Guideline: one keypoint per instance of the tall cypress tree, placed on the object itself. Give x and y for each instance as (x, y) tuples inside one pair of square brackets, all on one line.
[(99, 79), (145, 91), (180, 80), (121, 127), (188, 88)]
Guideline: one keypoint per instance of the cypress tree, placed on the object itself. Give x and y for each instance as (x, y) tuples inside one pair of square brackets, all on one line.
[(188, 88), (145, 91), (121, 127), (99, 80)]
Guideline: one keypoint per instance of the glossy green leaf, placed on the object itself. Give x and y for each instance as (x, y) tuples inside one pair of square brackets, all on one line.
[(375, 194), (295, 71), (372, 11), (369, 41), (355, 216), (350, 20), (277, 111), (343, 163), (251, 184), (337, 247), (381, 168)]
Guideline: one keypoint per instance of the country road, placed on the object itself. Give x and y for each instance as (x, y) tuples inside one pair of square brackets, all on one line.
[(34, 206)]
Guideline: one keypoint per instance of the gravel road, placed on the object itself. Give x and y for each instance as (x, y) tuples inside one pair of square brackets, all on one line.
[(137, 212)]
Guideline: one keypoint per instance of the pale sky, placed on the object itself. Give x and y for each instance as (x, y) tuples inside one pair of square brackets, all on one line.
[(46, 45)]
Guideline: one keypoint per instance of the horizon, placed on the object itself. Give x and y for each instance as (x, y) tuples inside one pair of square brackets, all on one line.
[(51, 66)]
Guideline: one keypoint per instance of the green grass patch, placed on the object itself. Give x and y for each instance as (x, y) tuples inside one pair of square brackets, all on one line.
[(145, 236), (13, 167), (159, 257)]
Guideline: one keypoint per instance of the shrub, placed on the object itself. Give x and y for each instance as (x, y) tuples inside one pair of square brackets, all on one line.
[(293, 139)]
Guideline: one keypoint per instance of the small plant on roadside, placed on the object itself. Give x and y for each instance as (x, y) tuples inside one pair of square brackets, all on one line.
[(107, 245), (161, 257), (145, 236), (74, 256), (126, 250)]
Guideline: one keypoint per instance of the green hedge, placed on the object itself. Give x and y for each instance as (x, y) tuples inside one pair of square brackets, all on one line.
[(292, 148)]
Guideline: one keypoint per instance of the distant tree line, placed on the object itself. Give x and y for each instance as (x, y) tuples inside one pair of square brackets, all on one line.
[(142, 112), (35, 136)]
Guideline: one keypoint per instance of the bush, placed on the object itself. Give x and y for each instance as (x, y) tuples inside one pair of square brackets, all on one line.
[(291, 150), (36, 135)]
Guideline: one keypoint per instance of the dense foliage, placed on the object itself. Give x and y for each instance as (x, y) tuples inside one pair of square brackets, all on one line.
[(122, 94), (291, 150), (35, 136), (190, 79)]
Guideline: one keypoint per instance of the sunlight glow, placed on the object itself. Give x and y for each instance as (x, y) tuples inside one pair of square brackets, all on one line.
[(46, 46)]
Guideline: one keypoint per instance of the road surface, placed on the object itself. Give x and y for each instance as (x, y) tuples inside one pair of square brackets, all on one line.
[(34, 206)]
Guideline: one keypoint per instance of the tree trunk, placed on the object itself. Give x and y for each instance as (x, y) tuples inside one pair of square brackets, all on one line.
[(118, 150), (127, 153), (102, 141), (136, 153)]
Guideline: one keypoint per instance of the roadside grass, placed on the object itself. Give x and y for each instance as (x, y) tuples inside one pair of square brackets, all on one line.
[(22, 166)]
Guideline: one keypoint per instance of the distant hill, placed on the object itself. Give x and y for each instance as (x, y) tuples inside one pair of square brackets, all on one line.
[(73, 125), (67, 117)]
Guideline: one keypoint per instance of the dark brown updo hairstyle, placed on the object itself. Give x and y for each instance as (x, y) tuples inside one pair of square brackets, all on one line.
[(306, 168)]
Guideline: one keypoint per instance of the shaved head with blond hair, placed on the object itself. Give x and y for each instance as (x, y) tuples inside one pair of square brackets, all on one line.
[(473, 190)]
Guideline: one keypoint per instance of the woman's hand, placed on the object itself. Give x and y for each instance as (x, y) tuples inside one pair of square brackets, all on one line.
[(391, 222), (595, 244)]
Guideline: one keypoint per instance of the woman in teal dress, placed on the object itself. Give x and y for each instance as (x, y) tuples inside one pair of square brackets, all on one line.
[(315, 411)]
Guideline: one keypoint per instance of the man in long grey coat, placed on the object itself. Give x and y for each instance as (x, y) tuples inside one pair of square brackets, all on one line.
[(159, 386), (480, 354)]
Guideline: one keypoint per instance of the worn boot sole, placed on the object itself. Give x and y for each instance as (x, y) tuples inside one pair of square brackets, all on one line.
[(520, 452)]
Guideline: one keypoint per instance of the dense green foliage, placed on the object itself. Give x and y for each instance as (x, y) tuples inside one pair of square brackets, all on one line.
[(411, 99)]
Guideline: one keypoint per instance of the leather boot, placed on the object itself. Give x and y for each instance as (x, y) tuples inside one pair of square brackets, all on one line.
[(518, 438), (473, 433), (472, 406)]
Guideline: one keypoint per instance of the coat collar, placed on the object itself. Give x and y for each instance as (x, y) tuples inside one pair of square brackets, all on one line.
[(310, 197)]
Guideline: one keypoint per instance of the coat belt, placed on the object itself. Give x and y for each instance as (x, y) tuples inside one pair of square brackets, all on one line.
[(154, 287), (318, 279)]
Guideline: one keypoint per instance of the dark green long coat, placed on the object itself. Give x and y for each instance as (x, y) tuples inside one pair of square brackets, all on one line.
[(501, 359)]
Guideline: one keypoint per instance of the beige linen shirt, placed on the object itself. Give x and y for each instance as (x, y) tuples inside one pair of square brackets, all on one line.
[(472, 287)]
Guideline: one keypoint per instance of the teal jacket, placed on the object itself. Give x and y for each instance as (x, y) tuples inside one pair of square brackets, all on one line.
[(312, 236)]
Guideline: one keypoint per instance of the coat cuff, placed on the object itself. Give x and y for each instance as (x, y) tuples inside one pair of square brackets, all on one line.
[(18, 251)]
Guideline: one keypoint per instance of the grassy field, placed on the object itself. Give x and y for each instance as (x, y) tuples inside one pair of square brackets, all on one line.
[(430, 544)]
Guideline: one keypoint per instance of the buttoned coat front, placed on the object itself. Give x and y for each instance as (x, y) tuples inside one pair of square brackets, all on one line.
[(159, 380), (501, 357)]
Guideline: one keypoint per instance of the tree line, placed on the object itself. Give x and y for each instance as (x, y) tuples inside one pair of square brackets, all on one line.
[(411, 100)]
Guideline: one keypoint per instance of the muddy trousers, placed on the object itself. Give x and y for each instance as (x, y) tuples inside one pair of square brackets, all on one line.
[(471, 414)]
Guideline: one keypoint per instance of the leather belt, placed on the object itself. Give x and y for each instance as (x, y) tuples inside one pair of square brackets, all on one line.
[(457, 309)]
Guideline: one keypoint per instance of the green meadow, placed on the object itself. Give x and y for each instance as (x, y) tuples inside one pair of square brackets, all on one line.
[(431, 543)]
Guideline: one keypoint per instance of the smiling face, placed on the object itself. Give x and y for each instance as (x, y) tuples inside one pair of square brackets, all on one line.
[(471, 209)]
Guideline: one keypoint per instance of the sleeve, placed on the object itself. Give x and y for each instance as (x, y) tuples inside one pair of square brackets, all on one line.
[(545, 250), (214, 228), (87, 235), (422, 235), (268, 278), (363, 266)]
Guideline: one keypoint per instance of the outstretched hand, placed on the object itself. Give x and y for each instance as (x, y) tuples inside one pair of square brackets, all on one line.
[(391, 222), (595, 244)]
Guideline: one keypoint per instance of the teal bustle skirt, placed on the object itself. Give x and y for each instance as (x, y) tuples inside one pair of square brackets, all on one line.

————

# YOUR GOAL
Restate the data above word for word.

# SOLUTION BELOW
Guideline: one keypoint per instance of the tall cypress tree, placed on the object itself. Give x and y for each instance as (x, y) tuples inside one pair of square brackets, all on one line.
[(99, 79), (145, 91), (180, 80), (121, 127), (188, 88)]
Guideline: one keypoint per instance of the cypress tree, placed on the object itself. Give x and y for each instance as (x, y) tuples inside one pair of square brackets, all on one line.
[(188, 88), (145, 91), (121, 127), (99, 80)]
Guideline: one keypoint per instance of the glossy green leaf, placed on the object itself. Give x and y for each instance as (x, y) tuples inside one pair of square brackets, all on one line.
[(375, 194), (295, 71), (372, 11), (369, 41), (355, 216), (350, 20), (277, 111), (343, 163), (251, 184), (337, 247), (381, 168)]
Guideline: one keypoint per instance of the country road, placed on the object itself. Give x and y for each instance as (x, y) tuples inside one pair of square brackets, all on one line.
[(34, 206)]
Guideline: one keypoint per instance of the gravel road, placed on the object itself. Give x and y for each instance as (x, y) tuples inside one pair of square brackets, all on one line.
[(137, 212)]
Guideline: one keypoint per instance of the pale sky, placed on the object itself. Give x and y for each instance as (x, y) tuples inside one pair of square brackets, all on one line.
[(46, 45)]
Guideline: one keypoint per instance of the horizon, placed on the object itself. Give x and y for each instance as (x, y) tuples inside one pair of square brackets, all on one line.
[(51, 66)]
Guideline: one keypoint per instance of the green grass patch, placed on the object itself. Give x and y for each instance as (x, y) tuples inside one pair of square brackets, all on one line.
[(145, 236), (13, 167), (159, 257)]
Guideline: one keypoint per instance of the shrub, placed on the object itself. Give x and y for each instance as (x, y) tuples inside one pair of square brackets, all on one line.
[(293, 139)]
Guideline: one keypoint per instance of the small plant on roadside, placed on the object itself. Give x and y for each instance as (x, y) tuples inside one pair of square brackets, all on one line.
[(107, 245), (161, 257), (145, 236), (74, 256), (126, 250)]
Guideline: one keypoint per instance of the green hedge, placed on the object itself. Give x and y for each instance as (x, y) tuples inside one pair of square brackets, all on one line.
[(292, 148)]
Guideline: one keypoint per instance of the distant tree line, placed on the object itself. Give x and y for each instance as (x, y) tuples inside one pair of square brackets, all on one line.
[(142, 112), (35, 136)]
Guideline: one keypoint per instance of the bush, placed on the object itself. Give x and y for each instance as (x, y) tuples inside one pair of square brackets, all on one line.
[(291, 150), (36, 135)]
Guideline: one keypoint per instance of the dense foliage, placed on the object itself. Give x and y for each instance as (x, y) tuples inside one pair of square brackets, all on one line.
[(122, 94), (291, 150), (35, 136), (190, 79)]
Guideline: one keypoint per instance of the sunlight glow, placed on the object itself. Give x and y for each instance as (x, y) tuples inside one pair of square brackets, all on one line.
[(46, 46)]
Guideline: one keypoint per instance of the road surface, placed on the object itself. Give x and y for each instance as (x, y) tuples inside one pair of square brackets, all on one line.
[(34, 206)]
Guideline: one keypoint per instance of the tree trunk, placed on the object itself. Give x and y for each instance as (x, y) tuples inside one pair of square brackets, all on one line.
[(118, 150), (127, 153), (102, 141), (136, 153)]
Guideline: one keypoint per instance of the roadside grass, placed on the object itself. Give x and y for each instance as (x, y) tuples inside one pair of square brackets, all on one line.
[(22, 166)]
Guideline: one keypoint per instance of the distant hill, placed on the object itself. Give x and y for each instance as (x, y) tuples inside one pair of square brackets, all on one line.
[(73, 125), (67, 117)]
Guideline: one keypoint per instance of the dark brown updo hairstyle, placed on the object itself. Give x and y for each instance as (x, y) tuples inside one pair of square brackets, all on one line.
[(306, 168)]
Guideline: one keypoint per instance of the shaved head with blond hair, placed on the object itself. Give x and y for each instance as (x, y) tuples inside one pair of square brackets, all on one line.
[(473, 190)]
Guideline: one keypoint per instance of the woman's hand, placed on the object itself. Give x and y for each instance as (x, y) tuples inside one pair of square brackets, all on one line.
[(391, 222), (595, 244)]
Guideline: one keypoint per instance of the woman in teal dress, placed on the object itself. Give x and y for each instance as (x, y) tuples inside one pair of square brackets, all on one line.
[(315, 411)]
Guideline: one keypoint per instance of the man in long grey coat, placed on the object itself. Give x and y for each instance as (x, y) tuples inside one pair of square brackets, all on one line.
[(159, 386), (480, 354)]
Guideline: one keypoint per instance of the worn boot sole, placed on the object itself. Give x and y for each instance as (x, y) tuples inside one pair of square brackets, all on one line.
[(520, 452)]
Guideline: one keypoint per instance of the dense green foliage, placed on the object itself. Give x and y for each instance as (x, y) tuples inside one pair of square brackets, all on one line.
[(411, 99)]
Guideline: one keypoint per instance of the leather boot, placed on the object itself. Give x and y for each instance as (x, y) tuples inside one pair of square brackets, all on one line.
[(518, 438), (473, 433), (472, 406)]
Guideline: one keypoint per instance of the coat collar, placed on the object itself. Give x and y for each instance as (x, y) tuples inside one pair of square brackets, all on one line.
[(310, 197)]
Guideline: one keypoint per instance of the coat belt, placed on the object itself. Give x and y for each instance as (x, y) tuples inside one pair of square brackets, all on one line.
[(154, 287), (318, 279)]
Guideline: one keypoint per instance of the dark green long coat, placed on the object itself. Give x and y for each instance as (x, y) tuples inside one pair of square brackets, all on one line.
[(501, 359)]
Guideline: one keypoint per instance of the beige linen shirt, placed on the object itself. Give x and y for each instance as (x, y) tuples inside one pair of square brackets, all on one line.
[(472, 287)]
Guideline: one keypoint per instance of the teal jacket, placed on the object itself. Give x and y for each instance as (x, y) tuples inside one pair of square brackets, all on one line.
[(312, 236)]
Guideline: one keypoint per instance of the coat cuff, placed on the object itself. Give x and y for each instance as (x, y) tuples inside one pair of square brackets, all on one line.
[(18, 251)]
Guideline: one keypoint per instance of the grassy field, placed on the object itself. Give x and y for each instance as (x, y) tuples inside one pair of square brackets, all on one line.
[(430, 544)]
Guideline: one keypoint per instance of the buttoned coat front, placed on the object itself. Give x and y for each instance as (x, y) tuples inside one pair of square brackets, all on one line.
[(159, 380), (501, 357)]
Guideline: one keypoint per instance of the tree line, placed on the object itself. Give x and y for each instance as (x, y) tuples inside one pair of square brackets, all on one line.
[(411, 100)]
Guideline: one keypoint per instance of the muddy trousers, placed on the object itself. Give x and y for each instance as (x, y) tuples inside one pair of square brackets, all on one line.
[(471, 414)]
Guideline: one keypoint per instance of the leather belt, placed on the object itself. Give x and y for each instance as (x, y) tuples inside one pair of square brackets, all on one line.
[(457, 309)]
Guideline: one keypoint per instance of the green meadow, placed on the object itself. Give x and y for each instance as (x, y) tuples inside one pair of square brackets, all on one line.
[(431, 543)]
Guideline: one keypoint per instance of the smiling face, placed on the object itself. Give x and y for each instance as (x, y) tuples inside one pair of square brackets, all on one line.
[(471, 209)]
Guideline: one keypoint per instance of the sleeve, placed on the object itself. Give x and y for each instance as (x, y) tuples inside one pair of square brackets, all on one line.
[(545, 250), (214, 228), (87, 235), (422, 235), (268, 278), (363, 266)]
Guideline: one keypoint per instance of the outstretched hand, placed on the object itself. Give x and y for each instance as (x, y) tuples inside one pair of square brackets, all on one line.
[(391, 222), (595, 244)]
Guideline: one keypoint per instance of the teal bustle skirt, placed on the object itself. Give x and y for each instance as (x, y) tuples inside one pair of square brackets, all on one line.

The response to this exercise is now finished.